About this exercise: Each line containing the string "exact" should be copied out of the entries.

Material for this exercise:
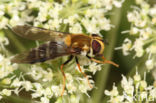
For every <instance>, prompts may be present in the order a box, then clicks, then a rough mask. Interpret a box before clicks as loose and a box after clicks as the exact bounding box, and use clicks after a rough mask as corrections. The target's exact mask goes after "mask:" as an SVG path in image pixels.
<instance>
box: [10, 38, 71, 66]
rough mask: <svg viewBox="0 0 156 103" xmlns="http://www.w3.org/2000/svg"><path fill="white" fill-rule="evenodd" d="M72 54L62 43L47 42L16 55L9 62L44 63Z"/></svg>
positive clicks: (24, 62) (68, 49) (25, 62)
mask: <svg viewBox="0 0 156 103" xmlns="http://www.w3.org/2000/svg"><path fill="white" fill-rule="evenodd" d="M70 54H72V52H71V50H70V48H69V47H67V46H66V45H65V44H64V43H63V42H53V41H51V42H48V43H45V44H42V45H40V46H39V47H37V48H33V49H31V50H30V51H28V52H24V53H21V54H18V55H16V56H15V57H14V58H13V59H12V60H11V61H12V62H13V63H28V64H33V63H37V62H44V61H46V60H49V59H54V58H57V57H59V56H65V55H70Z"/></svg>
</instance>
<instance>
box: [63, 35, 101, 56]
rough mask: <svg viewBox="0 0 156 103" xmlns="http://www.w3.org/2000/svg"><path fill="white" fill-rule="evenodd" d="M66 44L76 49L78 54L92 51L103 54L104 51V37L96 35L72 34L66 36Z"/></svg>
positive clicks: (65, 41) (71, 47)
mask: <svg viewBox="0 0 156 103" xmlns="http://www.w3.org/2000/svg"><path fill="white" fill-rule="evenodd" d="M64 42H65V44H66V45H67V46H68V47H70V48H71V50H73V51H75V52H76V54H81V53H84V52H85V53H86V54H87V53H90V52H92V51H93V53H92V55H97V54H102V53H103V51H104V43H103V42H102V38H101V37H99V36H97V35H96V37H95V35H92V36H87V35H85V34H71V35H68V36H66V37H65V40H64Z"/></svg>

---

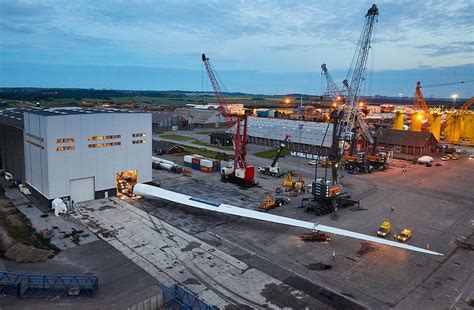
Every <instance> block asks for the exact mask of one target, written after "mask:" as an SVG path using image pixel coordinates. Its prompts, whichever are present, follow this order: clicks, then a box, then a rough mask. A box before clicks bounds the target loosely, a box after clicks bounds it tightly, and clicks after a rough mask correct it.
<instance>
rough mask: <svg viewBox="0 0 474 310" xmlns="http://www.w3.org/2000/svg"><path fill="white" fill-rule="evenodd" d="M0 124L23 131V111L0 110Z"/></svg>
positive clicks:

Answer to the exercise:
For every <instance>, prompts may be present in the order a box, then clicks, then a rough mask. Interpret a box before clicks as loose and a box after clicks as the exact bounding box, and use clicks after a rough mask as corrections. The target's exact mask goes after "mask:" as an SVG path in image pixels.
Every <instance> block asks for the exact mask of one target, written after "mask:" as an SVG path using image pixel coordinates. Its prompts, whichever are present, follow this order: clicks, then a box, then a rough mask. A box before clicks bounds the target loosely, a box after clicks bounds it tightly, and clicks after a rough mask correct it.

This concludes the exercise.